Exactly the lines from the one with "Exercise. Tag every instance of the black" through the end of the records below are to be output, the first and last included, and no others.

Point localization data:
+===+
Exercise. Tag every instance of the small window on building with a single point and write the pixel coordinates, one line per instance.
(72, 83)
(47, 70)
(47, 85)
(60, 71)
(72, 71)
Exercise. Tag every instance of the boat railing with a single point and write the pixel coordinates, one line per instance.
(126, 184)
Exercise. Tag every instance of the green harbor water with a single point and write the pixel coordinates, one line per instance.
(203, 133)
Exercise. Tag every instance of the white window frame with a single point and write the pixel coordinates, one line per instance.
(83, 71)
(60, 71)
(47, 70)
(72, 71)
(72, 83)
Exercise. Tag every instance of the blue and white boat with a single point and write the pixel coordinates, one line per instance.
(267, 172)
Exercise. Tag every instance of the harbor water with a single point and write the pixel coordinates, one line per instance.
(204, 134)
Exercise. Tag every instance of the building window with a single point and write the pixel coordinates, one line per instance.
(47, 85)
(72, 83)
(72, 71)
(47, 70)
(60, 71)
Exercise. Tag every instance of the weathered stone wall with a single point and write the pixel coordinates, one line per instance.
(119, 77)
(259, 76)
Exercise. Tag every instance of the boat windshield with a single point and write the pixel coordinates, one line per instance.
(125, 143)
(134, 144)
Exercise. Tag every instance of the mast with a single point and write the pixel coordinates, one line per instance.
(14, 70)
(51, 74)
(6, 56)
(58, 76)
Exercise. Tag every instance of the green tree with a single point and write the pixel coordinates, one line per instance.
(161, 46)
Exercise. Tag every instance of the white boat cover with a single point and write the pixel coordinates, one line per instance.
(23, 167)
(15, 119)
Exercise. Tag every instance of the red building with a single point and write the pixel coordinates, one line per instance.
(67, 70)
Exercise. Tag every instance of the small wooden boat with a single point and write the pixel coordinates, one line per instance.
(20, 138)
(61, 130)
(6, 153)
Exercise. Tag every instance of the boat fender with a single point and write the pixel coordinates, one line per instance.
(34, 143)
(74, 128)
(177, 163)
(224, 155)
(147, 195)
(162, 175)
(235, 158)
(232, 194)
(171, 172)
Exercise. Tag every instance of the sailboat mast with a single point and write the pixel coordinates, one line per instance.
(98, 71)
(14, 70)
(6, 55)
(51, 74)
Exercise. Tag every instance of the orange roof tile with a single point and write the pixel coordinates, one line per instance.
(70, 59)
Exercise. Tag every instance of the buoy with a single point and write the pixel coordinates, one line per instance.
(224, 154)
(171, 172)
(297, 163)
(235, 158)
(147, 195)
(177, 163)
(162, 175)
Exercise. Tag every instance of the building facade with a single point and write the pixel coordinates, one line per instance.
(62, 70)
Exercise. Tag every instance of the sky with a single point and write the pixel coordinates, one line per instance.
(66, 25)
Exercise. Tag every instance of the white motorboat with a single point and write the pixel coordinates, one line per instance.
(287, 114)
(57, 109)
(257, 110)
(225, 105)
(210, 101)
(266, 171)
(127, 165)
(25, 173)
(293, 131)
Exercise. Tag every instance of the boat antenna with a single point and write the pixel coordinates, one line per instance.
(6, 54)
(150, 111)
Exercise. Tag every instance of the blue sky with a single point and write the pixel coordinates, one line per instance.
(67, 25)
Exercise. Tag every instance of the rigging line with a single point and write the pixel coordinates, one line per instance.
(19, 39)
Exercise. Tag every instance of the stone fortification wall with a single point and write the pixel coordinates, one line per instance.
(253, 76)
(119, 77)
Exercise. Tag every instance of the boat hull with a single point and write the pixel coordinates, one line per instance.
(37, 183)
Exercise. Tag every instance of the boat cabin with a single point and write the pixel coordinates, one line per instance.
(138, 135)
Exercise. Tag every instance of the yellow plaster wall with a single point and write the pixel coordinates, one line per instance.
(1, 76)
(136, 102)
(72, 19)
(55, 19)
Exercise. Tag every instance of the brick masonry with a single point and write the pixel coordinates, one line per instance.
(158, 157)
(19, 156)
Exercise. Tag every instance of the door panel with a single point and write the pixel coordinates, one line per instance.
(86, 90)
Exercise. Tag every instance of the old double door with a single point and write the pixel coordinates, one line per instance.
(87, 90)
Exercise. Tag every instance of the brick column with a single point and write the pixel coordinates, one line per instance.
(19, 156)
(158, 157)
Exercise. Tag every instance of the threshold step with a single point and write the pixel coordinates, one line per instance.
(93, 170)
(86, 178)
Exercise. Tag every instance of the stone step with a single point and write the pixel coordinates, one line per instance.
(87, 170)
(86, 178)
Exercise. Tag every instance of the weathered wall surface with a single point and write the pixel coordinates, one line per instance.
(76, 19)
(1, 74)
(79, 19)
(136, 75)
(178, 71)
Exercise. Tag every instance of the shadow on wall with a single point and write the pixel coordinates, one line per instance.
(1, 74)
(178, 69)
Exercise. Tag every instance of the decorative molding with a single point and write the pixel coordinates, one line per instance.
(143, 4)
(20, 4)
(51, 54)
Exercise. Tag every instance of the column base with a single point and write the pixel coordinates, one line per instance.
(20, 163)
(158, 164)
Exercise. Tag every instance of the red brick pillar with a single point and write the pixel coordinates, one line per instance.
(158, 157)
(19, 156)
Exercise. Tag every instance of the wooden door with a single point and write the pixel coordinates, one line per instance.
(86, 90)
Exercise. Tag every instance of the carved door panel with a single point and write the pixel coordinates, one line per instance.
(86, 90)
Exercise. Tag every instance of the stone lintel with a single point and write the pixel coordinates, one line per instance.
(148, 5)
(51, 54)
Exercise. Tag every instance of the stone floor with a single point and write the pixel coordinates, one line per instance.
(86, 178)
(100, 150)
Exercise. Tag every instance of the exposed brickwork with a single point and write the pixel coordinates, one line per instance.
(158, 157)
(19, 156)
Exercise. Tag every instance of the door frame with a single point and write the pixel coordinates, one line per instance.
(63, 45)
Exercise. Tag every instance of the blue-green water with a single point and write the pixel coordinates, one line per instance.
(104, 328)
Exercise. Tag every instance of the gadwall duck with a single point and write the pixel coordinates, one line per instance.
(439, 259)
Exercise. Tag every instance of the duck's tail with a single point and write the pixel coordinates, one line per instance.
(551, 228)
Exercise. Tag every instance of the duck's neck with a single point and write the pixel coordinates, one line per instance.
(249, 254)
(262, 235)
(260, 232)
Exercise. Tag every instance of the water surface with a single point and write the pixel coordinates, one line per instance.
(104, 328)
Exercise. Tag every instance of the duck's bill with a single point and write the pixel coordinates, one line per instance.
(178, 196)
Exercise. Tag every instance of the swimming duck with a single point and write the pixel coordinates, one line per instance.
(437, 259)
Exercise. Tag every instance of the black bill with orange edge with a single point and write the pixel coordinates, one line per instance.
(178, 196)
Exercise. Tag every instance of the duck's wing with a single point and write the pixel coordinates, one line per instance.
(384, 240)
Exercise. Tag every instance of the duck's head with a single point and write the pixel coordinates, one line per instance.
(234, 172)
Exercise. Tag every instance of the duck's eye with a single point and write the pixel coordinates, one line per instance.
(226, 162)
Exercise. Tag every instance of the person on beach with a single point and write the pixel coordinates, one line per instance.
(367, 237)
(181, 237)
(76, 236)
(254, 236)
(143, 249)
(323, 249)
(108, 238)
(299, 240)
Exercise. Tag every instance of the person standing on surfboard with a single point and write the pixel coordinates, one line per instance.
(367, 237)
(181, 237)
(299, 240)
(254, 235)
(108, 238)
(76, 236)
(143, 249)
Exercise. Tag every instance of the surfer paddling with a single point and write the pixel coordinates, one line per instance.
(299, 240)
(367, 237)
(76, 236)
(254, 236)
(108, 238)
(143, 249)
+===+
Task response
Exercise. Tag every instance of the black bill with orange edge with a single point and write the pixel coordinates, one line per instance.
(178, 196)
Exercise. Tag every instance of the duck's wing with a single point and write the pixel coordinates, one line per instance.
(384, 240)
Exercise. Tag every instance of the duck's head with a single point and write the pixel coordinates, one line per instance.
(234, 172)
Exercise. Tag every instance of the duck's eye with a single point and write the pixel coordinates, one line per instance.
(226, 162)
Exercise. Tag every instance of the person on beach with a single point and write the pixel coordinates, one line per instance.
(367, 237)
(181, 237)
(76, 236)
(254, 236)
(143, 249)
(323, 249)
(108, 238)
(299, 240)
Exercise. Tag every instance of the person standing on surfboard with a single point and write the pixel coordinates, one line per instance.
(367, 237)
(181, 237)
(299, 240)
(254, 235)
(108, 238)
(76, 236)
(143, 249)
Exercise. Tag every instance of the surfer paddling with a single point and write the pixel coordinates, one line per instance.
(299, 240)
(367, 237)
(76, 236)
(254, 236)
(108, 238)
(143, 249)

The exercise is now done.